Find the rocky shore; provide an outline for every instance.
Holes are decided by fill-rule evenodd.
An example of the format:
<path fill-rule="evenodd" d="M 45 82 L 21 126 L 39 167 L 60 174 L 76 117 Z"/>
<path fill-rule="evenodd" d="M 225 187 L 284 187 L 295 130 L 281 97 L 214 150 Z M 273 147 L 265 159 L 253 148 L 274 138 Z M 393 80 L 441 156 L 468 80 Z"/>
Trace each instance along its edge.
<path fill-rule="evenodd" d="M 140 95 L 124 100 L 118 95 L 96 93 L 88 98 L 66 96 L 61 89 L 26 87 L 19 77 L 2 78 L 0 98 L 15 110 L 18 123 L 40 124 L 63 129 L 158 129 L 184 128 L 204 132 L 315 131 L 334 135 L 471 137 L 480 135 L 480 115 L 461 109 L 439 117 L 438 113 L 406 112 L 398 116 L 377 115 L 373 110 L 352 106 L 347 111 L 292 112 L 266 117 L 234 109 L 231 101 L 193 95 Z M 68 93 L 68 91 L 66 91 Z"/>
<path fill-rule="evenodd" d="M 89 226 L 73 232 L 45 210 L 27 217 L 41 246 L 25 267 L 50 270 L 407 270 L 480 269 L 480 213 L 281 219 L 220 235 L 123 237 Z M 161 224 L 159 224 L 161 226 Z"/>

§ **Task requirements**
Transcribe the line that contains "225 187 L 284" exactly, then each line after it through the end of the material. Nothing else belongs in the output.

§ **Output**
<path fill-rule="evenodd" d="M 225 187 L 284 187 L 295 130 L 281 97 L 214 150 Z M 273 147 L 265 159 L 253 148 L 274 138 Z M 393 80 L 441 156 L 468 80 Z"/>
Trace each instance along its edge.
<path fill-rule="evenodd" d="M 140 95 L 124 100 L 118 95 L 96 93 L 88 98 L 66 96 L 61 89 L 26 87 L 19 77 L 2 78 L 0 98 L 15 110 L 18 123 L 40 124 L 63 129 L 158 129 L 184 128 L 204 132 L 315 131 L 334 135 L 471 137 L 480 135 L 480 115 L 461 109 L 439 117 L 438 113 L 406 112 L 398 116 L 377 115 L 373 110 L 352 106 L 347 111 L 292 112 L 266 117 L 234 109 L 231 101 L 193 95 Z M 68 93 L 68 91 L 66 91 Z"/>
<path fill-rule="evenodd" d="M 89 226 L 73 232 L 45 210 L 27 217 L 41 246 L 25 267 L 50 270 L 407 270 L 480 269 L 480 213 L 281 219 L 220 235 L 123 237 Z M 161 224 L 159 224 L 161 226 Z"/>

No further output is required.